++++ DATA SUPPLIED ++++

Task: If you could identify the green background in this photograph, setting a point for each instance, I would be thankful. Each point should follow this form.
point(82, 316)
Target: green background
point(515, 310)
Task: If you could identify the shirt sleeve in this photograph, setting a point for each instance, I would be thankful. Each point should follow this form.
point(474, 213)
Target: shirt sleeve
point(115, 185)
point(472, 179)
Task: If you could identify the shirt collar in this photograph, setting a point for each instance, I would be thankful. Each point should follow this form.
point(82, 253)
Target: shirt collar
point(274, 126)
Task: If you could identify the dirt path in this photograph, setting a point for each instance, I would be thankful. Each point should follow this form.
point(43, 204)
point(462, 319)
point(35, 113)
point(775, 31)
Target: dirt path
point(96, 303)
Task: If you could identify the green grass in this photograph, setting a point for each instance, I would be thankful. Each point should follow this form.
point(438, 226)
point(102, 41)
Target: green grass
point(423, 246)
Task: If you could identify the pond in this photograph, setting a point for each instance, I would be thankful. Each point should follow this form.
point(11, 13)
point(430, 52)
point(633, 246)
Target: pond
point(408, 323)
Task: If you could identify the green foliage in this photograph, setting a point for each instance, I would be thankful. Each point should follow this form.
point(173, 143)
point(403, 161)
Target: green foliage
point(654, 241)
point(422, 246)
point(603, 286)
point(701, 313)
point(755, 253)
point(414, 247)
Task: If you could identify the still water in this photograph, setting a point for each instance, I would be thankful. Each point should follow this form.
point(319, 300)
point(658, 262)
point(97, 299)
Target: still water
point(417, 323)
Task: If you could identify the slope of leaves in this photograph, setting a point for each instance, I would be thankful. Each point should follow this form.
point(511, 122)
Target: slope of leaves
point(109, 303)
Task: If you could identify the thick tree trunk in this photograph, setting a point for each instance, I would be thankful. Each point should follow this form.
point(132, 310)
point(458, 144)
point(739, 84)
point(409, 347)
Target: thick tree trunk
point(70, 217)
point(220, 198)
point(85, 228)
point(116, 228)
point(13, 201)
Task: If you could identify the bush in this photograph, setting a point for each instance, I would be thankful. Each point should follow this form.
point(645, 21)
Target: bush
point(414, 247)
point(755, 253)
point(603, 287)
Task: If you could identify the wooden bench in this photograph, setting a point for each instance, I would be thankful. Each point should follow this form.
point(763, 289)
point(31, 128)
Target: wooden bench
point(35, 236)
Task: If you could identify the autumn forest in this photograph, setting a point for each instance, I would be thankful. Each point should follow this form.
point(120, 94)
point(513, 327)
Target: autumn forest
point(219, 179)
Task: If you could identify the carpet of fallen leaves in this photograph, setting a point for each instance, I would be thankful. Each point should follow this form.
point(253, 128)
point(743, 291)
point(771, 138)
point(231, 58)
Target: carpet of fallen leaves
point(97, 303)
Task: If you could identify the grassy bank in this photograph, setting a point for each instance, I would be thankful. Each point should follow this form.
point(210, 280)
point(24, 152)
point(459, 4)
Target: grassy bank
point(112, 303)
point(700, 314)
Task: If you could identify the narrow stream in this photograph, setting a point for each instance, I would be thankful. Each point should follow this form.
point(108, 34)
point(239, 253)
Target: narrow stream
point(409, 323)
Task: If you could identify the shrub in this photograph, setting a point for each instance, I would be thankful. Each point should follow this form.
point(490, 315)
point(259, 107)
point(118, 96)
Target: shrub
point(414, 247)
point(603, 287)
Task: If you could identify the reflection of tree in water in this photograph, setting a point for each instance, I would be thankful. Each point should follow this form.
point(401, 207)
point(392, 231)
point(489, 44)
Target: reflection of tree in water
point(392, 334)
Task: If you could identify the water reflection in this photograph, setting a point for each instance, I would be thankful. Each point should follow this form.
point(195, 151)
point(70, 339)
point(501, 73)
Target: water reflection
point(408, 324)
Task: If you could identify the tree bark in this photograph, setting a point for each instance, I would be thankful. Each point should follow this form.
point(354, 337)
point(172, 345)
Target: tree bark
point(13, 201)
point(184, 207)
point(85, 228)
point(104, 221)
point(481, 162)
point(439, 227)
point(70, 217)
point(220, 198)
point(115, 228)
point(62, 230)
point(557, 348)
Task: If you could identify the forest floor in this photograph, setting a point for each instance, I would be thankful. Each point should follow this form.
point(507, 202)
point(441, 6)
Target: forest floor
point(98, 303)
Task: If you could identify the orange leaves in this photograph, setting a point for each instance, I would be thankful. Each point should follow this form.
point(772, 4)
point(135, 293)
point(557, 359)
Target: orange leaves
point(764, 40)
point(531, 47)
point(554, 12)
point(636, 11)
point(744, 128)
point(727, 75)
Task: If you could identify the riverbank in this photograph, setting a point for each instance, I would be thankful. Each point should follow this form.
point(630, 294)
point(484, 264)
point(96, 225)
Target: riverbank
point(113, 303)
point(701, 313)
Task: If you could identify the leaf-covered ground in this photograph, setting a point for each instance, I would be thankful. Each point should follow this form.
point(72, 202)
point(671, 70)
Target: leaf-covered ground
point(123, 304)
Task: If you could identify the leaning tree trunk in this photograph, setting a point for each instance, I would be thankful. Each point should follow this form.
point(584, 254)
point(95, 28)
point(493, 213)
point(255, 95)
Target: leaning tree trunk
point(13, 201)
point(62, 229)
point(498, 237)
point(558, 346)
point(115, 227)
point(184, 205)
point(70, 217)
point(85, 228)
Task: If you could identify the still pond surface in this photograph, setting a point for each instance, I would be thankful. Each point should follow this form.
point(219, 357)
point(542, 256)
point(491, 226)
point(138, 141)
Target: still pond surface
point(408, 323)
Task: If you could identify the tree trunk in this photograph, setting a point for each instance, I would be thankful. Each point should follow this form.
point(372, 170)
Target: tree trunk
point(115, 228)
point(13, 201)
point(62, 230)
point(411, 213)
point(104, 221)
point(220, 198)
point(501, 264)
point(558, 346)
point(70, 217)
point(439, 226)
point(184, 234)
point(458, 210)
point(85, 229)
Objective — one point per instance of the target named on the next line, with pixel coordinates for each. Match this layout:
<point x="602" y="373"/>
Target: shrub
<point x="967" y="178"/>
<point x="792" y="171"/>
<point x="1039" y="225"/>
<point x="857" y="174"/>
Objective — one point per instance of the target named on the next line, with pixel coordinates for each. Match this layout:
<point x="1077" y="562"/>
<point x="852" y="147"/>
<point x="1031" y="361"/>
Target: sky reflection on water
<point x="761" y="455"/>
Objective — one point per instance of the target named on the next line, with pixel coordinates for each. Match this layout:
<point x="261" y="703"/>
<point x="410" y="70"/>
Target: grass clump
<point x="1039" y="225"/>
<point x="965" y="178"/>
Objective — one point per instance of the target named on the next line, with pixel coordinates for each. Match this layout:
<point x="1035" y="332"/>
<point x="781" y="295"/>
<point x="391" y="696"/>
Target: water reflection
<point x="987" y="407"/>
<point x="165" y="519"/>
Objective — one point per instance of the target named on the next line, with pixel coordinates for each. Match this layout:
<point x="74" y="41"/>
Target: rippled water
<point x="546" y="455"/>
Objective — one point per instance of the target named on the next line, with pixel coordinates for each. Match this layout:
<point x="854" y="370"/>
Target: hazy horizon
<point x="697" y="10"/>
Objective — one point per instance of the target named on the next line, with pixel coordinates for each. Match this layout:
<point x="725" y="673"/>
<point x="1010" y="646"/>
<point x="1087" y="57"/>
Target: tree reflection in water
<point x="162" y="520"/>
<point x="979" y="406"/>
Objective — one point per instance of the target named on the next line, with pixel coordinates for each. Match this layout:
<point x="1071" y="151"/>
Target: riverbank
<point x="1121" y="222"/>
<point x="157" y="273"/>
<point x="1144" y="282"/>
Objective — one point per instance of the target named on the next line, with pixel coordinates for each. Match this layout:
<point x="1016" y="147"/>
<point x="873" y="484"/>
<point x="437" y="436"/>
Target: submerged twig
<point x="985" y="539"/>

++++

PROBLEM DESCRIPTION: Whatever else the listing above holds, retype exactly only the lines from the one containing "point(743, 291)" to the one containing "point(459, 4)", both ends kept.

OUTPUT OF THE EXERCISE:
point(743, 291)
point(771, 138)
point(231, 58)
Target: carpet of fallen leaves
point(97, 303)
Task: If you could identify the grassy bank in this photograph, setting a point for each instance, I would be thankful. Each point should follow this form.
point(210, 280)
point(24, 152)
point(459, 4)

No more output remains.